Lista de tarefas:
(a) Segundo o trecho sobre Benjamin e Brecht, em que ano foi escrito o ensaio "O autor como produtor"?
(b) Escreva a continuação do trecho sobre Benjamin e Brecht a partir do ponto em que ele termina.
====== Trecho para leitura ======
Bertolt Brecht e Walter Benjamin em Svendborg, Dinamarca, 1934. Foto de autoria desconhecida.

Esse esforço sistemático de separar Benjamin e Brecht, por um lado, e de atacar este para atenuar as posições políticas daquele, pode ser explicado, em parte, graças às várias frentes de batalha que esses textos sobre Brecht abrem: a santa aliança da mistificação burocrática, que religiosos, reacionários, liberais, socialdemocratas e stalinistas têm celebrado no intuito de manter os trabalhadores sem referência crítica e desorganizados, é o alvo prioritário da parceria entre Benjamin e Brecht. Com efeito, essas teses incomodam profundamente tanto os advogados da ordem, que se escondem atrás do saudosismo da ideologia burguesa da autonomia da arte, a qual se transformou em senso comum, quanto os partidários do mecanicismo campista, os quais, via de regra, partem do pressuposto torpe de que basta uma posição política minimamente explícita e correta para que toda e qualquer capitulação teórica e artística seja aceitável.

Foi levando isso em consideração que, Brecht e Benjamin, desde muito cedo, perceberam que, na realidade, uma tendência política verdadeiramente emancipadora é indissociável de uma qualidade artística, caso contrário ela definitivamente não é aquela. Passemos a palavra para Benjamin para vermos como ele próprio resolve a questão:

“A tendência de uma poética só pode ser correta politicamente se também for correta literariamente. Isso quer dizer que a tendência literária, que está contida de maneira implícita ou explícita em cada tendência política correta, por si só define a qualidade da obra. Por essa razão, a tendência política correta de uma obra abrange sua qualidade literária – porque ela abrange sua tendência literária.”

Walter Benjamin, “O autor como produtor”, em: Ensaios sobre Brecht (trad. Claudia Abeling, Boitempo, 2017, p. 86)

A propósito, pode-se dizer, sem muito medo de errar, que esse ensaio – “O autor como produtor” (Der Autor als Produzent) – concentra as principais teses que vão atravessar todos os outros contidos na coletânea e que ele representa um marco para todos aqueles interessados no processo de tomada de consciência de classe por parte do proletariado como um todo e dos trabalhadores da cultura (artistas, escritores, professores, jornalistas, cientistas etc.) em particular. No entanto, não se deve perder de vista que as próprias circunstâncias desse texto são enormemente eloquentes, sobretudo uma vez que estamos diante de algo escrito em 1934, ou seja, uma formulação construída já sob uma experiência de exílio imposta pelo assalto ao poder pelo bando nazista e a subsequente instalação do regime de perseguição, encarceramento, tortura e assassinato de trabalhadores socialistas e de outros bodes expiatórios para o colapso da economia capitalista alemã. Mais ainda: Benjamin confeccionou esse escrito como uma palestra para outros escritores engajados na luta contra a barbárie fascista; dado que já faz esse ensaio transitar de uma mera especulação teórica para a posição de uma intervenção militante, principalmente porque tem como objetivo primordial contribuir para a organização daquela e de outras lutas contra a opressão e a exploração.
====== Dados exibidos ======
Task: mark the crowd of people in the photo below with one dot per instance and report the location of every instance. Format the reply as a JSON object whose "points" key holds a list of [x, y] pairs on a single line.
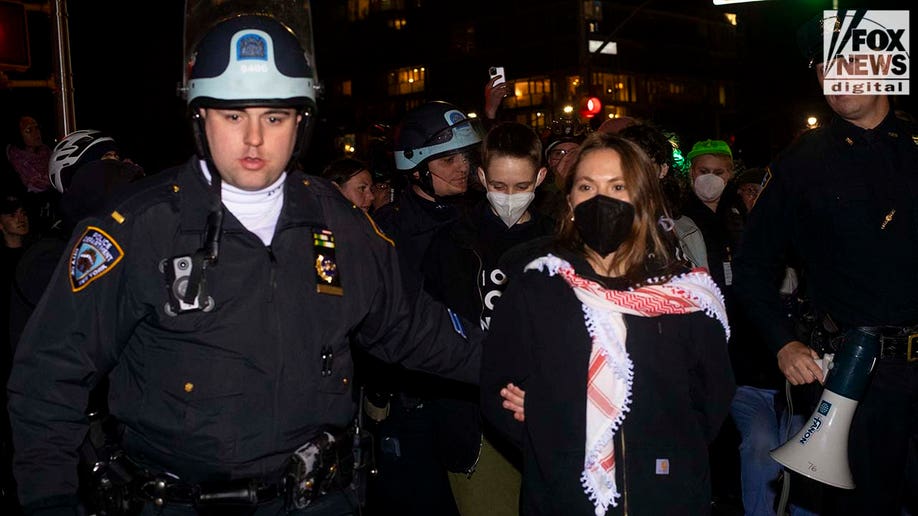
{"points": [[511, 322]]}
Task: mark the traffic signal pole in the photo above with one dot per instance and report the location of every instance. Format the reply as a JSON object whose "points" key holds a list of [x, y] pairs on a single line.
{"points": [[66, 116]]}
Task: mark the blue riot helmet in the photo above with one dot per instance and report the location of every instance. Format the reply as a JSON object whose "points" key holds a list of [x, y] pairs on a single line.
{"points": [[430, 131], [248, 61]]}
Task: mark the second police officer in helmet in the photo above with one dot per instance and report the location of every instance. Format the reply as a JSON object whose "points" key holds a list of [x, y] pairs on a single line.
{"points": [[219, 299], [436, 147]]}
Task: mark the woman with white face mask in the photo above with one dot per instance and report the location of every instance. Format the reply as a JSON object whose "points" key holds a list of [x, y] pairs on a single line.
{"points": [[715, 206], [467, 267]]}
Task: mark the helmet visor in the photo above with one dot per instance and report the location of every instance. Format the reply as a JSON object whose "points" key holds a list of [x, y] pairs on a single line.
{"points": [[202, 15]]}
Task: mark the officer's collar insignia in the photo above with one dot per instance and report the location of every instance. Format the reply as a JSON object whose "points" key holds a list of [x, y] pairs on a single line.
{"points": [[328, 279], [94, 254], [378, 231], [251, 46]]}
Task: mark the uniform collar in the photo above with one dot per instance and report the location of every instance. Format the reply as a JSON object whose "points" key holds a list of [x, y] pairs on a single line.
{"points": [[301, 206], [850, 135]]}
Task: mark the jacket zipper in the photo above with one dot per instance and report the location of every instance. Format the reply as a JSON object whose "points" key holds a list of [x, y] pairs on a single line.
{"points": [[474, 466], [624, 476], [272, 282]]}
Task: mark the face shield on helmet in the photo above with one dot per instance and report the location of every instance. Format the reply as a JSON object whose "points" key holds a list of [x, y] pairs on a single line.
{"points": [[431, 131], [251, 61], [75, 150], [434, 130]]}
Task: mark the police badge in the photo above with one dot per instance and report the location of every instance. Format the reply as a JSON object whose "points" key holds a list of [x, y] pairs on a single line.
{"points": [[328, 279]]}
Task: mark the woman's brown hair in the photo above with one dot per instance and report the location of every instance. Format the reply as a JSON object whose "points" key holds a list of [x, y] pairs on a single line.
{"points": [[650, 249]]}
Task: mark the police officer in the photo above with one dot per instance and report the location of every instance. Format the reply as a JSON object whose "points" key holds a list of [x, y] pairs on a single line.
{"points": [[436, 147], [219, 299], [844, 198]]}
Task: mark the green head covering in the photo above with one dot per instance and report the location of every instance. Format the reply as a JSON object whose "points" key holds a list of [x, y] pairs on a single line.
{"points": [[718, 147]]}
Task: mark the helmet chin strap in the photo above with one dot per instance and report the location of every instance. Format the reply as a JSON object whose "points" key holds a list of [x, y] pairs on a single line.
{"points": [[209, 253], [424, 181]]}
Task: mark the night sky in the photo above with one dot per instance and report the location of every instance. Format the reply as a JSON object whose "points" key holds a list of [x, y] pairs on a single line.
{"points": [[127, 59]]}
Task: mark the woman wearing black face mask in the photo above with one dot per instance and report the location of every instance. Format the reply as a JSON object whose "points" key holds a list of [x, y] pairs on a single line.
{"points": [[621, 351]]}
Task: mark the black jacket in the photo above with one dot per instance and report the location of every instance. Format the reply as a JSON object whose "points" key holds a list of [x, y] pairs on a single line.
{"points": [[826, 202], [681, 393], [223, 394], [463, 265]]}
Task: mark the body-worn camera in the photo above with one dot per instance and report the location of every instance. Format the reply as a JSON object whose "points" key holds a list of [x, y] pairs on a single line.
{"points": [[178, 271]]}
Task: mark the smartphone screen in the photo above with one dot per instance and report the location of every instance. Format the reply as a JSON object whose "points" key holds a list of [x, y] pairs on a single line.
{"points": [[494, 71]]}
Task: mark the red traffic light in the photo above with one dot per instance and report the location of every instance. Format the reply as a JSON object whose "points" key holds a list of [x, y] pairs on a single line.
{"points": [[591, 107]]}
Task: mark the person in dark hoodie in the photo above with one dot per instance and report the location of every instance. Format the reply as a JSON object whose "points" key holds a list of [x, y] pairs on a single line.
{"points": [[465, 270], [86, 168]]}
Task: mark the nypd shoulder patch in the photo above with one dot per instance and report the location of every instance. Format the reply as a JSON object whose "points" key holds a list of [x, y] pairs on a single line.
{"points": [[94, 254]]}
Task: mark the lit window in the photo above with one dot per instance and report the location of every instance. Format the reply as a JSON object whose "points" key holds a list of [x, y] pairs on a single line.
{"points": [[529, 92], [407, 80]]}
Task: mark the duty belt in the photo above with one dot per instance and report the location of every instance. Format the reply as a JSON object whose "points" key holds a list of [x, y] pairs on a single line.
{"points": [[235, 492], [896, 342]]}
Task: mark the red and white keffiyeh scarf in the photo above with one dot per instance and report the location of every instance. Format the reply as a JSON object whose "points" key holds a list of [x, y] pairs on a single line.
======
Lista de respostas:
(a) Em 1934.

(b)
Benjamin parte da falsidade dos pressupostos de um debate persistente e apenas compreensíveis dentro das circunstâncias da modernidade burguesa (aquele entre engajamento e autonomia – esta, por sua vez, convenientemente confundida com liberdade e dissociada da sua real condição de subordinação à “mão invisível do mercado”), que tem como principais porta-vozes os mais variados tipos de individualismo liberal. De fato, essa intervenção, a um só tempo teórica e política, não pode ser totalmente compreendida, como já pontuado mais acima, sem a motivação de combate permanente à contrarrevolução fascista, que se alastrava por toda a Europa, posto que esse fato por si só tornava ideias ligadas a uma suposta autonomia do fazer cultural pura ingenuidade, para dizer o mínimo. Nesse sentido, a realidade histórica não apenas tinha revogado objetiva, ainda que temporariamente, o delírio liberalizante, como também tinha ajudado aqueles trabalhadores a avançar na compreensão de que o engajamento por si só não bastava. Por sinal, o ensaio tem uma epígrafe de Ramon Fernandez, escritor francês de origem mexicana, que traduz bem o sentido do que estava em jogo: “É preciso trazer os intelectuais para o lado da classe trabalhadora, ao fazê-los tomar consciência da identidade de suas incursões espirituais e de sua condição de produtores” (Ibid., p. 85).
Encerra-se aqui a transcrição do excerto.